## [BRIEF]
A faithful, complete copy of the entries is the sole expected answer.

(Region pointing data)
**********

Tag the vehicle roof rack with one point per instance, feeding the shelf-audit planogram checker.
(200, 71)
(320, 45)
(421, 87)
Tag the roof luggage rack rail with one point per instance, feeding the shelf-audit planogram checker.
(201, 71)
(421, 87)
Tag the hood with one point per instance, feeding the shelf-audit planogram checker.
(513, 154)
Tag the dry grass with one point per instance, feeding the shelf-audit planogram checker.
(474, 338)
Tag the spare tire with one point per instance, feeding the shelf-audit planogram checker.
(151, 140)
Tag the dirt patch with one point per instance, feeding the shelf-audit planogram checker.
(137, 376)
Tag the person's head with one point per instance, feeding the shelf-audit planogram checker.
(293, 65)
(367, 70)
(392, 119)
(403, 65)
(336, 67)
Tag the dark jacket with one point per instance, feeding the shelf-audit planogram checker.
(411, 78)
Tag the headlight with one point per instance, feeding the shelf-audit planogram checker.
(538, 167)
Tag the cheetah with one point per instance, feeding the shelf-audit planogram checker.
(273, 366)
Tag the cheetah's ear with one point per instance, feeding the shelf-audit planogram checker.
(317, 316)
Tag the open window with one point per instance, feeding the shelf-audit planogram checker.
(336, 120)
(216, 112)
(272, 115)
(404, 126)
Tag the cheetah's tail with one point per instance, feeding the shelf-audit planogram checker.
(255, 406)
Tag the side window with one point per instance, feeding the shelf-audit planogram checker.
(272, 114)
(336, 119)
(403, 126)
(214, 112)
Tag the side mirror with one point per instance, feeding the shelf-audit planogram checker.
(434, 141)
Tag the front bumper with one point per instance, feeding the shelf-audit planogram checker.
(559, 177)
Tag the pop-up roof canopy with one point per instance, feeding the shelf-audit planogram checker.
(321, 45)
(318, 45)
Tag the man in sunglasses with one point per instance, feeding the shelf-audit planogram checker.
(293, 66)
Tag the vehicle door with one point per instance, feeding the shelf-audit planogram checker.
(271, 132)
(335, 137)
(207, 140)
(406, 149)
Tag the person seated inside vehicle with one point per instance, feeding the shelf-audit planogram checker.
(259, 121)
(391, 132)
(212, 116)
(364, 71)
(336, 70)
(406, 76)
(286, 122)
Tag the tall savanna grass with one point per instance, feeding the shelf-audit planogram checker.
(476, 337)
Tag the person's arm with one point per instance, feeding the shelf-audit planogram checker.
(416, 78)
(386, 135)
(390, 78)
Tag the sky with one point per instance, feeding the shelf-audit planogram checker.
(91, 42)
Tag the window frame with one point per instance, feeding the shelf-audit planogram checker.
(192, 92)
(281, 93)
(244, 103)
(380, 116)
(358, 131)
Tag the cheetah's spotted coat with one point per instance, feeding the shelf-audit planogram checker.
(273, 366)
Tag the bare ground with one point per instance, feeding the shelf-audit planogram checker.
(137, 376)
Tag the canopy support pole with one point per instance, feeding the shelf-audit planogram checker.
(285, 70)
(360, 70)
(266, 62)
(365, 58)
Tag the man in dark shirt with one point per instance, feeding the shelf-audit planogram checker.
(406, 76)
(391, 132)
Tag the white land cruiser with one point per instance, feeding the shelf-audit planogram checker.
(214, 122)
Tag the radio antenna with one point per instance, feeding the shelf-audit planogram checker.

**********

## [ANSWER TO THIS PROBLEM]
Tag the vehicle roof rack with one point per instance, feeding the shelf-audit planogram checker.
(200, 71)
(320, 45)
(421, 87)
Tag the roof luggage rack rail with one point per instance, feeding the shelf-audit planogram checker.
(201, 71)
(421, 87)
Tag the hood with one point per instance, feeding the shelf-audit planogram checker.
(513, 154)
Tag the dry grass with one point per instance, feeding the shelf-audit planogram checker.
(474, 338)
Tag the spare tire with one point per instance, feeding the shelf-audit planogram checker.
(151, 140)
Tag the dirt patch with one point per instance, feeding the shelf-audit planogram checker.
(137, 376)
Tag the person's head with one point per instance, feeding the shelf-audit planogram checker.
(293, 65)
(367, 70)
(392, 119)
(403, 65)
(336, 67)
Tag the dark jacket with one point per instance, feeding the shelf-audit planogram checker.
(411, 78)
Tag the headlight with one point per instance, feeding the shelf-audit planogram checker.
(538, 167)
Tag the cheetah with one point per instance, feeding the shelf-audit planogram checker.
(273, 366)
Tag the cheetah's ear with one point per instance, feeding the shelf-audit planogram checker.
(317, 316)
Tag the open window with one point per instance, feeding the shelf-audit planogram checker.
(336, 120)
(216, 112)
(272, 115)
(404, 126)
Tag the cheetah's tail with one point per instance, feeding the shelf-audit planogram checker.
(255, 406)
Tag the side window with one point per instance, feeding the shelf-audit planogram checker.
(272, 114)
(336, 119)
(403, 126)
(214, 112)
Tag the side mirror with one point per instance, feeding the shelf-audit planogram checker.
(434, 141)
Tag the front bumper with one point per instance, feeding the shelf-audit planogram checker.
(559, 177)
Tag the pop-up roof canopy with one point per instance, feeding the shelf-audit planogram checker.
(321, 45)
(318, 45)
Tag the man in sunglasses with one point per instance, feeding the shelf-audit planogram checker.
(293, 66)
Tag the vehicle door with one point per instance, feeding the shelf-audit planogram checker.
(271, 132)
(335, 137)
(207, 140)
(406, 149)
Tag the person seated inside vehicle with one point per instance, feeding the shelf-audit planogram checker.
(259, 121)
(391, 132)
(212, 116)
(364, 71)
(336, 70)
(406, 76)
(286, 122)
Tag the tall savanna grass with one point per instance, feeding the shelf-audit planogram checker.
(476, 337)
Tag the person's arm with one point per instance, feeding the shelf-audit planogram checker.
(416, 78)
(386, 135)
(390, 78)
Tag the sky with one point per instance, feeding the shelf-audit planogram checker.
(91, 42)
Tag the window frame with one point per instance, feeding the shelf-audit planogram checker.
(192, 92)
(281, 93)
(244, 103)
(380, 116)
(358, 131)
Tag the cheetah's spotted coat with one point per instance, feeding the shelf-audit planogram checker.
(273, 366)
Tag the bare ground with one point per instance, feeding the shelf-audit planogram checker.
(137, 376)
Tag the canopy support pole with one point per instance, feeding the shelf-audit planogram checker.
(285, 70)
(360, 70)
(266, 62)
(365, 58)
Tag the man in dark shirt with one point per instance, feeding the shelf-audit planogram checker.
(406, 76)
(391, 132)
Tag the white land cruiser with one point per instance, feeding the shelf-audit planogram checker.
(214, 122)
Tag the radio antenna with one point per instance, feeding the shelf-audit planogram checker.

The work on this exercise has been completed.